What you will do:
State how many lines in the rows below contain the string "window", matching case exactly, and reply with that number alone.
[START OF Data to use]
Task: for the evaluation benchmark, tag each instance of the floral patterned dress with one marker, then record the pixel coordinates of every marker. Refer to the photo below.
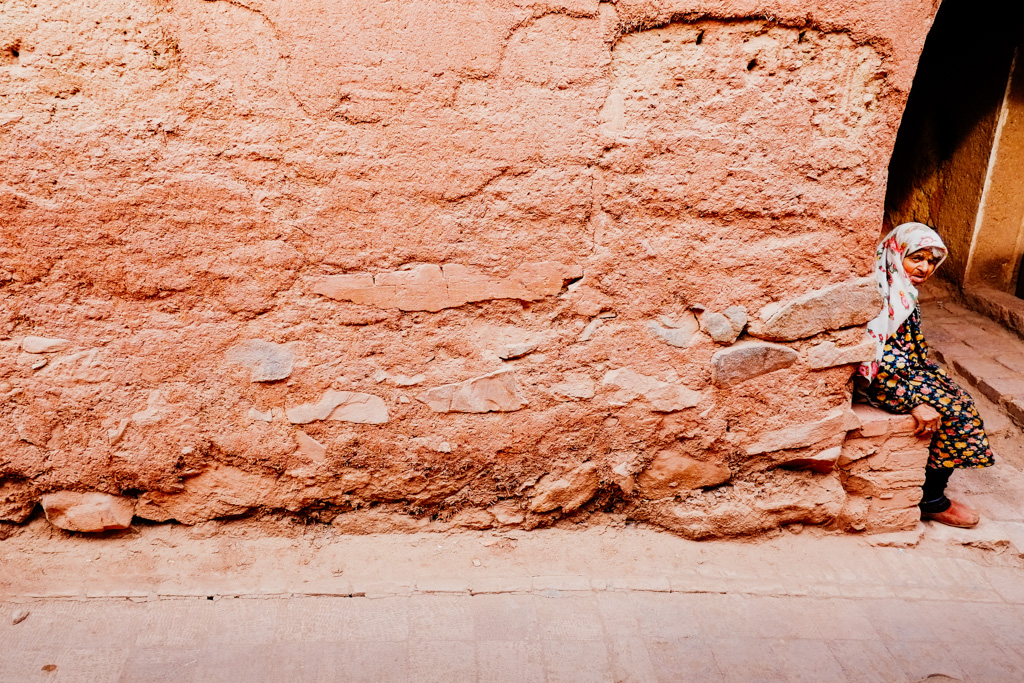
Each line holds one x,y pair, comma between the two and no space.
[END OF Data to use]
[START OF Data to use]
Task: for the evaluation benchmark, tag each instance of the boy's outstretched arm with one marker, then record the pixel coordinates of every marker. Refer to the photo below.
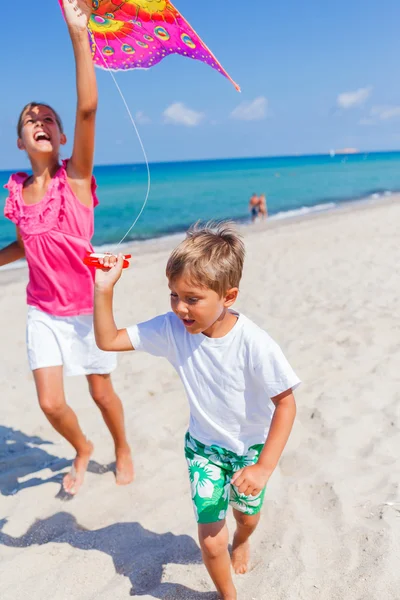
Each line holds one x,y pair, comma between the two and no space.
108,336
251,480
[END OF Data to use]
[START OF Data to use]
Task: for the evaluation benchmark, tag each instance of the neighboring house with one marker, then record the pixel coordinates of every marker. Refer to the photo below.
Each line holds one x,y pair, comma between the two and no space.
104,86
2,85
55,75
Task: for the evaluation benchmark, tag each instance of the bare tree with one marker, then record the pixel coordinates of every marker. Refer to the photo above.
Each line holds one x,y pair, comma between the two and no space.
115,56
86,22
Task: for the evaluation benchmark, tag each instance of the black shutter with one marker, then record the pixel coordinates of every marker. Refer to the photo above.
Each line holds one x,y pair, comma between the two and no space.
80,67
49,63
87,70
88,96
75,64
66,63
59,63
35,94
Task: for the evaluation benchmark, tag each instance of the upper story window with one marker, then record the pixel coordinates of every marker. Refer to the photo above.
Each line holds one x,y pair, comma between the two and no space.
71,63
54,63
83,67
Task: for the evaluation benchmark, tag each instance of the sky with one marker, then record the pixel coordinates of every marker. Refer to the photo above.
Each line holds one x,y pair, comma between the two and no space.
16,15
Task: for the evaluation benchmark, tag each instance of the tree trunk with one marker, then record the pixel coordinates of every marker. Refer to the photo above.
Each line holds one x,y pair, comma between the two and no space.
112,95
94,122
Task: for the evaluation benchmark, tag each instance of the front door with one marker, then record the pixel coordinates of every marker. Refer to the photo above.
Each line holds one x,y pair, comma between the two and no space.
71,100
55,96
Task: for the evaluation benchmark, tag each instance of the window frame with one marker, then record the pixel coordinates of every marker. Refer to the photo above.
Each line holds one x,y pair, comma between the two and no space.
[END OF Data to use]
Full response:
2